• [Exercise task] Copy everything from the line containing "Where can the red clothing" down to the last line of the items, both included, character for character.

** begin Data supplied **

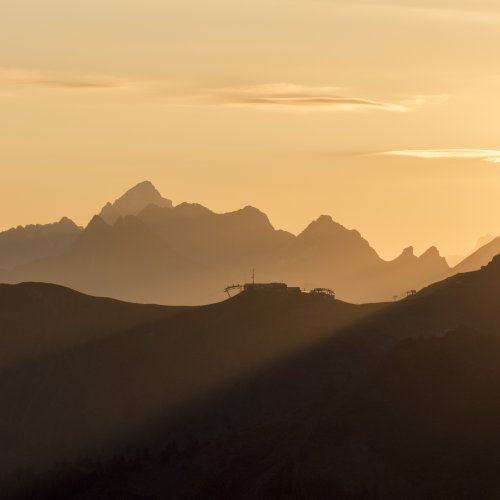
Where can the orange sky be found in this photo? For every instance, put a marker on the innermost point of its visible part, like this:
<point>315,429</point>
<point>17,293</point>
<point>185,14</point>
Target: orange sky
<point>288,105</point>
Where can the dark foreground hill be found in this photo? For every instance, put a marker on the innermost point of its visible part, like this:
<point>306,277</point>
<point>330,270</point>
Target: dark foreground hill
<point>272,397</point>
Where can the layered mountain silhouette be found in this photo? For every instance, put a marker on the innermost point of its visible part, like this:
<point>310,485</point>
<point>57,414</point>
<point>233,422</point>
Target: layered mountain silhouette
<point>133,201</point>
<point>266,395</point>
<point>480,257</point>
<point>23,244</point>
<point>142,248</point>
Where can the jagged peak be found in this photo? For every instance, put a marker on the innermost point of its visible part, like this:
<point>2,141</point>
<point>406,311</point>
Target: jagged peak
<point>134,201</point>
<point>323,224</point>
<point>97,222</point>
<point>431,252</point>
<point>408,251</point>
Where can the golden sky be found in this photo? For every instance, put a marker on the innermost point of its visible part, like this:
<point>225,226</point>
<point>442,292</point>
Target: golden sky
<point>381,114</point>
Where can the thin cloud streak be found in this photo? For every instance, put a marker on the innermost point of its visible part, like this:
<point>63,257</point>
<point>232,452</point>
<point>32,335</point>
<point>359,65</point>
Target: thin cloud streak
<point>33,79</point>
<point>487,155</point>
<point>289,96</point>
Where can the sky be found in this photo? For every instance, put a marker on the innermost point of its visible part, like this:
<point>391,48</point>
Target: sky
<point>382,114</point>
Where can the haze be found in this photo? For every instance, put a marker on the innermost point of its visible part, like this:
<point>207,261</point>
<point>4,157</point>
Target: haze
<point>381,114</point>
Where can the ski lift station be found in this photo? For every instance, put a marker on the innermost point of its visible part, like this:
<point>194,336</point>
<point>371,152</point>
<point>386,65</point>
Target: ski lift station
<point>278,287</point>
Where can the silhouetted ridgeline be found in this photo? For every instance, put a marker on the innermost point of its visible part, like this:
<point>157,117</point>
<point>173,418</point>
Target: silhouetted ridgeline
<point>267,396</point>
<point>143,249</point>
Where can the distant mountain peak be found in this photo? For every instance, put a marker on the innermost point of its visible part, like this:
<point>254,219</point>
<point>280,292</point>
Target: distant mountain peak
<point>431,252</point>
<point>134,201</point>
<point>408,251</point>
<point>323,225</point>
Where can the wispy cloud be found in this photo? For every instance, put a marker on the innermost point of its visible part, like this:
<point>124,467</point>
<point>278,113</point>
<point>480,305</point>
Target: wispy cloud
<point>488,155</point>
<point>289,96</point>
<point>17,78</point>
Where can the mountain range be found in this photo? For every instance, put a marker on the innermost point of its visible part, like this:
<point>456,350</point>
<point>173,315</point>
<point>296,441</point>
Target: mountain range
<point>142,248</point>
<point>265,395</point>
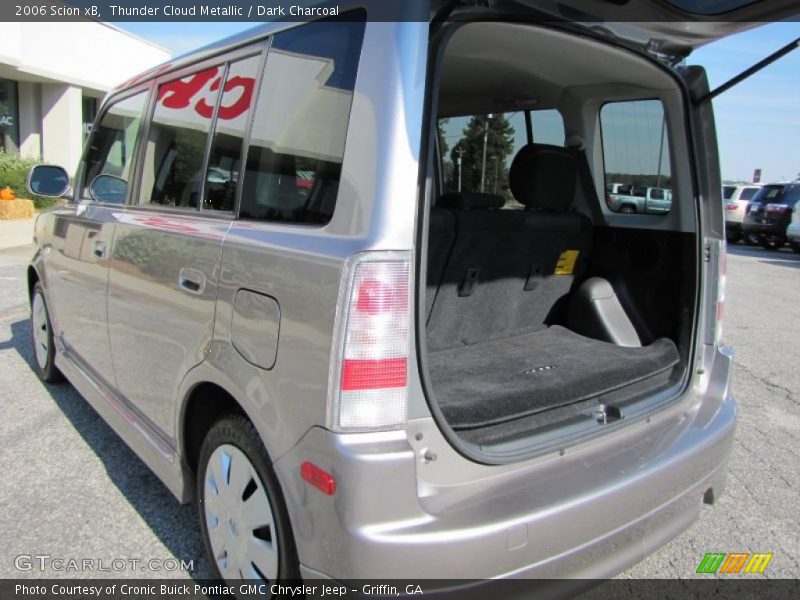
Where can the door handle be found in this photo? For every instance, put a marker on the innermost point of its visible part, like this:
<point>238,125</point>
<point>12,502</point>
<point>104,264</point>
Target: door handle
<point>99,249</point>
<point>192,280</point>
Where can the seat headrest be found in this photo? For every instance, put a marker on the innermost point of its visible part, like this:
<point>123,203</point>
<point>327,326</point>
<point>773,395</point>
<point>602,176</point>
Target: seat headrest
<point>543,177</point>
<point>467,200</point>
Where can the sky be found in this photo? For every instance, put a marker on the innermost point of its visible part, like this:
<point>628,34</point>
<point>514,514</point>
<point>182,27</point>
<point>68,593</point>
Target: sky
<point>758,121</point>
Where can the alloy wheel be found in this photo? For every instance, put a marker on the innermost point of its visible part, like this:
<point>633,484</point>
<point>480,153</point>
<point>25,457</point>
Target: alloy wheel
<point>239,518</point>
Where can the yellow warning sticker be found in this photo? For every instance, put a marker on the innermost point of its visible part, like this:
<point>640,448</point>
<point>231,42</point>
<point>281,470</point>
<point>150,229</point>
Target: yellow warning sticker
<point>566,262</point>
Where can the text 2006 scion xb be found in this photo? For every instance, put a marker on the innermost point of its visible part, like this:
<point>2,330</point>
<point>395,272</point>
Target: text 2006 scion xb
<point>353,287</point>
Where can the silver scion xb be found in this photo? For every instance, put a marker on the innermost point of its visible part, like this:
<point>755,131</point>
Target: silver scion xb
<point>352,286</point>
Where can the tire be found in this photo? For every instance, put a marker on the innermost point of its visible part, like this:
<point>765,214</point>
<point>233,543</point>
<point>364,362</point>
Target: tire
<point>222,507</point>
<point>769,242</point>
<point>44,349</point>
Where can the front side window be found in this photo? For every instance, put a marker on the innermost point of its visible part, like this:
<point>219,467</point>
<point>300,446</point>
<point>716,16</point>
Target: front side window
<point>112,147</point>
<point>297,140</point>
<point>636,152</point>
<point>173,171</point>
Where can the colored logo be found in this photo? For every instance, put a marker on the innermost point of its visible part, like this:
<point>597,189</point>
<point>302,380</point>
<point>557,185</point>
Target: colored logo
<point>734,562</point>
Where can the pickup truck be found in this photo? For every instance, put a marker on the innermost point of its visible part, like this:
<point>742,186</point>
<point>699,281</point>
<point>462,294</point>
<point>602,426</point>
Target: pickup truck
<point>643,200</point>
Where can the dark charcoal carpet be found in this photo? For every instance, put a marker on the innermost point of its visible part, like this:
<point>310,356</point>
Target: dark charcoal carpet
<point>496,381</point>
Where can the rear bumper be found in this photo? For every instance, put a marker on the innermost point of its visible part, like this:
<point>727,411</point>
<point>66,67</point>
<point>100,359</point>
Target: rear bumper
<point>589,513</point>
<point>776,229</point>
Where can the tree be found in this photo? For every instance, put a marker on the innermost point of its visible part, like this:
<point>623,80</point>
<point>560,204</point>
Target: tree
<point>492,172</point>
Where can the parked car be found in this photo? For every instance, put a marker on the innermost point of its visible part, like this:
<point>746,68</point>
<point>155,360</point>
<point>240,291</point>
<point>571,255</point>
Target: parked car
<point>769,213</point>
<point>357,375</point>
<point>618,188</point>
<point>736,197</point>
<point>641,199</point>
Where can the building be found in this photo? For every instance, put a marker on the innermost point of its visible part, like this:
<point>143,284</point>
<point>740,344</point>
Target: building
<point>53,77</point>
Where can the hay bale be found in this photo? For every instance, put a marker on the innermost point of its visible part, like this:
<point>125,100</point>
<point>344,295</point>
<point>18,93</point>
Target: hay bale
<point>20,208</point>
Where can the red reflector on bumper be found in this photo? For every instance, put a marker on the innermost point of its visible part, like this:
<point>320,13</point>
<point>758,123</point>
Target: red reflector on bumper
<point>322,480</point>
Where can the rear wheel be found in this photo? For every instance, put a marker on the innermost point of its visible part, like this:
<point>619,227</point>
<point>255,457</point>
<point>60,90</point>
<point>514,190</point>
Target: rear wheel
<point>44,350</point>
<point>242,513</point>
<point>771,242</point>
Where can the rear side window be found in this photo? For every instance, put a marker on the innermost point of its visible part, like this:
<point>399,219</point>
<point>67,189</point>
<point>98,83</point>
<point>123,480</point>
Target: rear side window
<point>222,173</point>
<point>477,150</point>
<point>173,168</point>
<point>297,140</point>
<point>636,152</point>
<point>111,149</point>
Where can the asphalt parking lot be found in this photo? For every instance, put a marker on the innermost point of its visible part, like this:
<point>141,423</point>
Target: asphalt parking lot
<point>72,489</point>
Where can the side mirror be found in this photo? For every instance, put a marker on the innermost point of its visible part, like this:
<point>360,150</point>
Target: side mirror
<point>48,180</point>
<point>109,188</point>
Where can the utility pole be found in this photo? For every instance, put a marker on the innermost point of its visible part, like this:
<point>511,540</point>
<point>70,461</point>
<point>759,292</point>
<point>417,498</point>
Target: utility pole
<point>485,142</point>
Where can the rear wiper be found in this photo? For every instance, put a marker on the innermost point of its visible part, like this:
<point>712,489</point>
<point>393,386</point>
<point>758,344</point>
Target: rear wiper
<point>748,72</point>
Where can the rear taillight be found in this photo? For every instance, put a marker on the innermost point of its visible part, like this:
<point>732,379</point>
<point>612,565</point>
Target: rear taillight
<point>369,373</point>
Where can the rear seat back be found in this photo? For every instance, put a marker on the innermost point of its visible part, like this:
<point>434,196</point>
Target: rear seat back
<point>507,269</point>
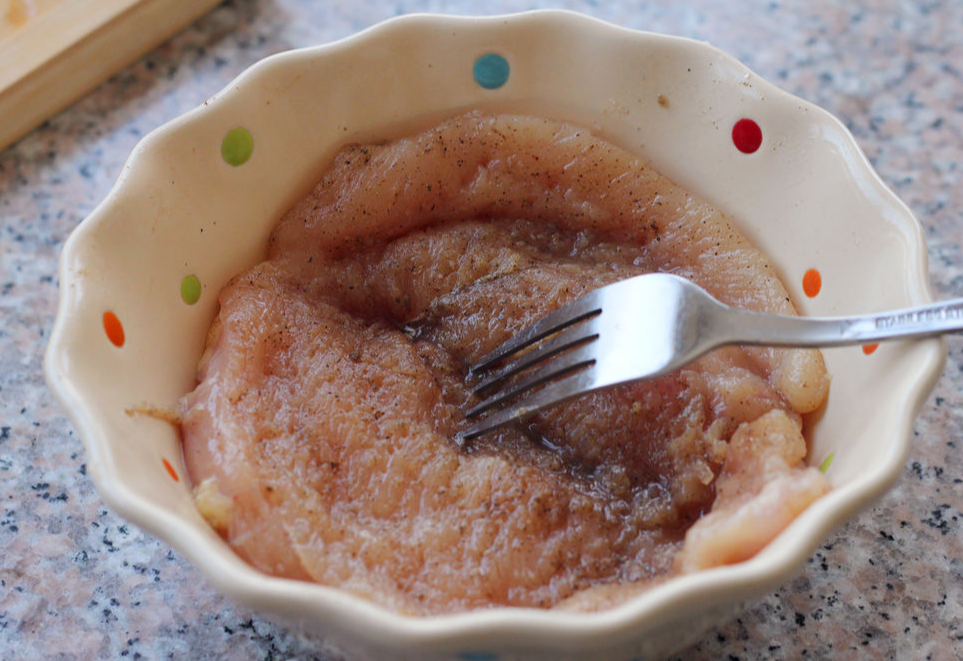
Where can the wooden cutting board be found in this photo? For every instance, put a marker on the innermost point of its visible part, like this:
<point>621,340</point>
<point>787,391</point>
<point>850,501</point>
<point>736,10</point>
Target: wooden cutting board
<point>52,52</point>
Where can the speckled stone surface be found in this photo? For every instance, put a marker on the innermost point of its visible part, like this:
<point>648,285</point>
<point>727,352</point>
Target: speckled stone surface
<point>77,582</point>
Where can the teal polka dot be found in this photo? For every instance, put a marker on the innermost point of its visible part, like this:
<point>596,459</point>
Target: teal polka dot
<point>237,146</point>
<point>491,71</point>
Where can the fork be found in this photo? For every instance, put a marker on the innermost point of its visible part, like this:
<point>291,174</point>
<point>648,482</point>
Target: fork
<point>648,326</point>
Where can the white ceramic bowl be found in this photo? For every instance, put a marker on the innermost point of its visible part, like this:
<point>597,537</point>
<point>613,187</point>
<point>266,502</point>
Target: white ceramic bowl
<point>807,196</point>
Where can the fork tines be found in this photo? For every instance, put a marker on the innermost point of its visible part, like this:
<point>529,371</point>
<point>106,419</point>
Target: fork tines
<point>534,363</point>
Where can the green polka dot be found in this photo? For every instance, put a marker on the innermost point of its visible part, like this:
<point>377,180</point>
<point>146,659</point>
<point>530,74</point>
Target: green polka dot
<point>237,146</point>
<point>190,289</point>
<point>491,71</point>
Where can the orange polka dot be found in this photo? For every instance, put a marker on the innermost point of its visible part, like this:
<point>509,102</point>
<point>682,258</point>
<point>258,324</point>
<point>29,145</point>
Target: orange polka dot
<point>114,329</point>
<point>812,283</point>
<point>171,471</point>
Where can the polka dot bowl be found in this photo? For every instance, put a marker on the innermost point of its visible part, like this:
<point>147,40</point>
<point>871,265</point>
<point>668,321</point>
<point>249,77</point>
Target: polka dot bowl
<point>198,197</point>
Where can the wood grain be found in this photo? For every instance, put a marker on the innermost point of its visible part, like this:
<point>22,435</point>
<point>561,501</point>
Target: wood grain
<point>52,52</point>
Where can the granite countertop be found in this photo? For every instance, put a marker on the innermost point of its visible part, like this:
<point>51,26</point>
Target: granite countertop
<point>78,582</point>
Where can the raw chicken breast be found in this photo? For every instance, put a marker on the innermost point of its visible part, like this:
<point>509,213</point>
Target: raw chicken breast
<point>321,433</point>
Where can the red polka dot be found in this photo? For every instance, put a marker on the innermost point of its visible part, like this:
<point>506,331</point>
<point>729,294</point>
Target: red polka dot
<point>171,471</point>
<point>114,329</point>
<point>746,135</point>
<point>812,283</point>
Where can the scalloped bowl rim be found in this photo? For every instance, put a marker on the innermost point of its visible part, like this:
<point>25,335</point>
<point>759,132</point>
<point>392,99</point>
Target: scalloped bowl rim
<point>253,589</point>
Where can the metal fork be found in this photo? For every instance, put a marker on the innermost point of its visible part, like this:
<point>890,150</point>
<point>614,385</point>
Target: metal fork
<point>650,325</point>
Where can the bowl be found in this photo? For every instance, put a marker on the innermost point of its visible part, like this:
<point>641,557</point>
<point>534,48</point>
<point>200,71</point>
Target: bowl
<point>198,197</point>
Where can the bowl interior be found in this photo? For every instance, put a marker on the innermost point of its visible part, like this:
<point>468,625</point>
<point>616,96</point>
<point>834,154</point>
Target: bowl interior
<point>807,197</point>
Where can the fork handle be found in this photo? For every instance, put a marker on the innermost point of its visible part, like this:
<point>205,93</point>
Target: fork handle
<point>783,330</point>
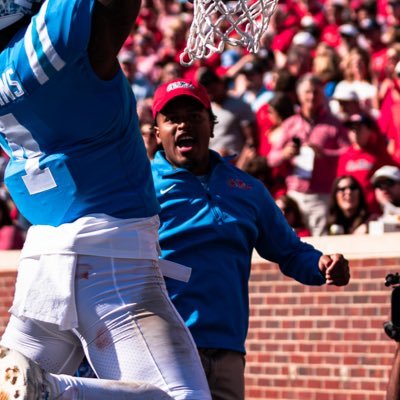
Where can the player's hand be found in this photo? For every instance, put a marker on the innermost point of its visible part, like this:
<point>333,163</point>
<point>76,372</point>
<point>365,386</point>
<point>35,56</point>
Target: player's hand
<point>335,268</point>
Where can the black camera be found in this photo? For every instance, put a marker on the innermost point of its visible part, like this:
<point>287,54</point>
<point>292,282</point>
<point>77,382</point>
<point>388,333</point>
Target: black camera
<point>392,328</point>
<point>296,141</point>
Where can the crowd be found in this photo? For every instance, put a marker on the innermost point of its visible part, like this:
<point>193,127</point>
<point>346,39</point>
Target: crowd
<point>318,102</point>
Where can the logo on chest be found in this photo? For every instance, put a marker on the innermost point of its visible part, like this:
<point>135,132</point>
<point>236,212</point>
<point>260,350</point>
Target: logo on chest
<point>10,87</point>
<point>239,184</point>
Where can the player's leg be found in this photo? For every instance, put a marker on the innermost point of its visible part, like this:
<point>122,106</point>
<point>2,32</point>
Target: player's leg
<point>130,329</point>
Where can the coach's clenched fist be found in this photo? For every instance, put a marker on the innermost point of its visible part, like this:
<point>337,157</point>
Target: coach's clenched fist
<point>335,268</point>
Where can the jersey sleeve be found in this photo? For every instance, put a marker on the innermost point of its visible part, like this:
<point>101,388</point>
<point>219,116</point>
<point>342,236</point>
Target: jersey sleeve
<point>59,33</point>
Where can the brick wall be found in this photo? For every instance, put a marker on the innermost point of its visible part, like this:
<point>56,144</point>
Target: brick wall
<point>319,343</point>
<point>314,343</point>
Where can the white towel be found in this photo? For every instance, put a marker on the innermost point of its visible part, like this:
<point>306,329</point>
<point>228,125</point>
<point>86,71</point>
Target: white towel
<point>45,290</point>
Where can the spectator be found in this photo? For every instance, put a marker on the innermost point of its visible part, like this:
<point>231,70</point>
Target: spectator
<point>366,154</point>
<point>349,39</point>
<point>258,168</point>
<point>386,181</point>
<point>326,66</point>
<point>280,108</point>
<point>348,212</point>
<point>293,215</point>
<point>313,164</point>
<point>336,13</point>
<point>236,127</point>
<point>212,217</point>
<point>345,103</point>
<point>389,75</point>
<point>170,70</point>
<point>11,237</point>
<point>141,86</point>
<point>357,77</point>
<point>372,33</point>
<point>389,120</point>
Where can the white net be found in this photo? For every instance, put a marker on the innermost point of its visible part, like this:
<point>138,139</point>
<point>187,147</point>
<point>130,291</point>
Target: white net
<point>217,22</point>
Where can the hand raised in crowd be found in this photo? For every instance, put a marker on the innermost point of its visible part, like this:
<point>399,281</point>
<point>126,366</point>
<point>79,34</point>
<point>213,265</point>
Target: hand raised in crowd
<point>335,268</point>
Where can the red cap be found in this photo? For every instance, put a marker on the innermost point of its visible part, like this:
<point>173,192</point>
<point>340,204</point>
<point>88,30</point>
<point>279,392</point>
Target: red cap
<point>179,87</point>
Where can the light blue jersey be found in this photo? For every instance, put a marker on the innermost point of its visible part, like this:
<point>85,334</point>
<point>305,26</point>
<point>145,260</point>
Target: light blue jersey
<point>74,142</point>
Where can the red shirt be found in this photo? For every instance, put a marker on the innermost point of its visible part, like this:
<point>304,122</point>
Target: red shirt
<point>10,238</point>
<point>361,164</point>
<point>328,134</point>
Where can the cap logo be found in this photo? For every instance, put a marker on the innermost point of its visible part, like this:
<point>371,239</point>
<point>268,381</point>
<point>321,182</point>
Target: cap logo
<point>179,85</point>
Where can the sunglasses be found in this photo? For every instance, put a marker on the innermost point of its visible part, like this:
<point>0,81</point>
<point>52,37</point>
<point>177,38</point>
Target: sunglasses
<point>344,188</point>
<point>387,183</point>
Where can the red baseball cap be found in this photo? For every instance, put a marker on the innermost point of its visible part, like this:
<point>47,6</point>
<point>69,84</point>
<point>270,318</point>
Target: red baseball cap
<point>179,87</point>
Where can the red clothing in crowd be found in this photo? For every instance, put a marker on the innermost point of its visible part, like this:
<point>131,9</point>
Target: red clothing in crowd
<point>389,119</point>
<point>326,133</point>
<point>10,238</point>
<point>361,164</point>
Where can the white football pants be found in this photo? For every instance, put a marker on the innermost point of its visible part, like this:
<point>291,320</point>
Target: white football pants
<point>129,331</point>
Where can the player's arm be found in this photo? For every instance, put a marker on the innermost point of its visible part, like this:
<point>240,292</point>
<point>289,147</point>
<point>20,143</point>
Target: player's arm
<point>111,23</point>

** end Data supplied **

• [Expected answer]
Where can the red clothing in crowd be found in this photo? For every instance, put a marker on the innermost point of its visible part, like this:
<point>131,9</point>
Target: red clothing in crowd
<point>389,119</point>
<point>326,133</point>
<point>10,238</point>
<point>361,164</point>
Where can the white football pants be found in this photo? For every instance, put a marker on the innermost point of its visible part, like this:
<point>291,320</point>
Target: white football pants
<point>129,331</point>
Where can the player's arm be found in this photo? For every instance, put a marker on the innermost point of its visible part, like this:
<point>240,292</point>
<point>289,147</point>
<point>20,143</point>
Target: player's arm
<point>111,23</point>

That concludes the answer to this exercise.